» Set exercise
Could you rescale the lines below, starting at the first one and ending at the one containing "56 213 L 30", and give those lines again in full with the requests included, multiplying every outline coordinate in the answers by 2.2 and rounding to whole numbers with halves rounded up?
[begin Records provided]
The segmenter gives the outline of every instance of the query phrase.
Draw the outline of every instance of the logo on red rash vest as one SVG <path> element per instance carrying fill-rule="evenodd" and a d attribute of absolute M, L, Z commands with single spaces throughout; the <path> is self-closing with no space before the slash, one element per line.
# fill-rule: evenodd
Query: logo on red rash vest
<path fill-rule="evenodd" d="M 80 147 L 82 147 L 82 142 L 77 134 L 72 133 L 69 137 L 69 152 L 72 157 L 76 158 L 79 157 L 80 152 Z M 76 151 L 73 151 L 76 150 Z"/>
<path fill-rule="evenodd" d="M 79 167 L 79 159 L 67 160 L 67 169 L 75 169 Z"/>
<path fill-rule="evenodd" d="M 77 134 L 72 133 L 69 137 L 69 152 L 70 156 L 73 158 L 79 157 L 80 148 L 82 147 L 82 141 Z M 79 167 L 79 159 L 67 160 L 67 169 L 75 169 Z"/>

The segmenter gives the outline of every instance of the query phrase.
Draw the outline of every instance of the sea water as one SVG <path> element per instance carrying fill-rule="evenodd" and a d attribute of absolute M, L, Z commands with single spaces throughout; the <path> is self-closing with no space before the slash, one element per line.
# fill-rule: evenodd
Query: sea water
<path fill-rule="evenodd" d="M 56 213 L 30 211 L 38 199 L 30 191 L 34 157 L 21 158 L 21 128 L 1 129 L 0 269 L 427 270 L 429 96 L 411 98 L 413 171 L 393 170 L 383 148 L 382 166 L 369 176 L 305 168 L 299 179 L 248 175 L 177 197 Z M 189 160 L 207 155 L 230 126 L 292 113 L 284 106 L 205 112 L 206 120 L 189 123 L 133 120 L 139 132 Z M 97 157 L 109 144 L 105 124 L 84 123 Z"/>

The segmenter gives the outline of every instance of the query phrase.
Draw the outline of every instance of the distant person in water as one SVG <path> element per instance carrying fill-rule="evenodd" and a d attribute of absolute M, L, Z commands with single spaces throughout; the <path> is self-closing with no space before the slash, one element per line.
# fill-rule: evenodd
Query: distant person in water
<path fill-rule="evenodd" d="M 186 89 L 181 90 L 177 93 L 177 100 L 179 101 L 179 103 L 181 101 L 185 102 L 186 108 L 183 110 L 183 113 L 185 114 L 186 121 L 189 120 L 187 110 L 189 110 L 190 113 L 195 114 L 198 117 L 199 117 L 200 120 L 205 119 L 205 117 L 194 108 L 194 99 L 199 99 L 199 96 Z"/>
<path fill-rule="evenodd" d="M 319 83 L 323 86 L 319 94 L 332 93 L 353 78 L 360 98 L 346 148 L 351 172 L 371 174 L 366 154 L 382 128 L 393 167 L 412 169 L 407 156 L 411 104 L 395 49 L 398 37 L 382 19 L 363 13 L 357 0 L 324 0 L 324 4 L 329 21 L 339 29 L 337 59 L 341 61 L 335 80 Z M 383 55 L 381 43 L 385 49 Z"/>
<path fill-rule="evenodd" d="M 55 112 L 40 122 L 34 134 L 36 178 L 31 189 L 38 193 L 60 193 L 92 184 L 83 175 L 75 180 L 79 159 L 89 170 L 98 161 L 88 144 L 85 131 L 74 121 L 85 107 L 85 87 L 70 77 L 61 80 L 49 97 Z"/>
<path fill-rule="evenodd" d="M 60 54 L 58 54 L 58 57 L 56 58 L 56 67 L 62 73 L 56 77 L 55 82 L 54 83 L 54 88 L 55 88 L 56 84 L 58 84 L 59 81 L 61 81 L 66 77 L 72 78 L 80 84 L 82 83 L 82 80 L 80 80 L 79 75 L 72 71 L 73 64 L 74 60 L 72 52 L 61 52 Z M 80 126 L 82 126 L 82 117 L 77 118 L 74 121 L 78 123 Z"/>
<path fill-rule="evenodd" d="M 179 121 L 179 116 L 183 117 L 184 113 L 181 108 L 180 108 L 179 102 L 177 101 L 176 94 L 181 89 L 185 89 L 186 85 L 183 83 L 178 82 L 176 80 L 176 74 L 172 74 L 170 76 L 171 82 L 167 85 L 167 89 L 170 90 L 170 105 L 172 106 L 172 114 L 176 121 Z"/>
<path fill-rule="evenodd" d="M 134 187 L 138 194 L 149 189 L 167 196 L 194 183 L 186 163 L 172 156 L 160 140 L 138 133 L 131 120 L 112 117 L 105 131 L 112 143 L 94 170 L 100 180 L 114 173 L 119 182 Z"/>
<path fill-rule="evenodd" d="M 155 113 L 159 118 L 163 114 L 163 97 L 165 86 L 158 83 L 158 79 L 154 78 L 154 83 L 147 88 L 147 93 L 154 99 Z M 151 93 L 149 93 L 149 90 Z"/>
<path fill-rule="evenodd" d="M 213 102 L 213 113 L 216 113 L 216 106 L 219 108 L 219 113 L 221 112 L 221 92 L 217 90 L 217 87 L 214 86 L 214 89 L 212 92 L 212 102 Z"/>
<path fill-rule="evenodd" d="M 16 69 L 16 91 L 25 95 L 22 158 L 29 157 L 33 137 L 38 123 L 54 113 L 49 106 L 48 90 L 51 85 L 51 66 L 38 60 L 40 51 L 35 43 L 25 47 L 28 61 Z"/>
[end Records provided]
» Response
The segmenter gives the outline of every instance of the query phrase.
Draw the outline of every instance of the logo on red rash vest as one SVG <path> element per instance carrying fill-rule="evenodd" and a d attribute of absolute M, L, Z commands with single spaces throughout; the <path> is self-closing with no space before the slash, one element per line.
# fill-rule: evenodd
Query: logo on red rash vest
<path fill-rule="evenodd" d="M 176 323 L 180 323 L 180 312 L 169 295 L 158 293 L 152 301 L 152 334 L 158 345 L 167 348 L 174 345 L 176 334 Z M 167 332 L 161 332 L 167 330 Z"/>
<path fill-rule="evenodd" d="M 174 367 L 174 350 L 147 352 L 147 372 L 165 372 Z"/>
<path fill-rule="evenodd" d="M 169 295 L 158 293 L 152 301 L 152 334 L 154 343 L 161 348 L 174 345 L 176 326 L 180 323 L 180 310 Z M 174 367 L 174 350 L 147 352 L 147 372 L 165 372 Z"/>

The segmenter gives the outline of every instance of the query phrase.
Draw the outline of every instance of the sea water as one SVG <path> element per instance carrying fill-rule="evenodd" and a d attribute of absolute M, L, Z commands with single spaces throughout; the <path> is self-closing with no space before the slash, one element per line.
# fill-rule: evenodd
Query: sea water
<path fill-rule="evenodd" d="M 123 469 L 66 464 L 84 438 L 66 420 L 75 345 L 46 348 L 46 282 L 2 284 L 0 592 L 939 594 L 944 211 L 904 216 L 909 376 L 865 374 L 843 326 L 840 365 L 812 387 L 671 370 L 658 394 L 546 385 L 389 433 Z M 416 352 L 455 341 L 506 277 L 642 249 L 625 233 L 451 246 L 453 264 L 416 271 L 293 264 L 306 290 Z M 213 345 L 240 317 L 231 273 L 185 271 Z"/>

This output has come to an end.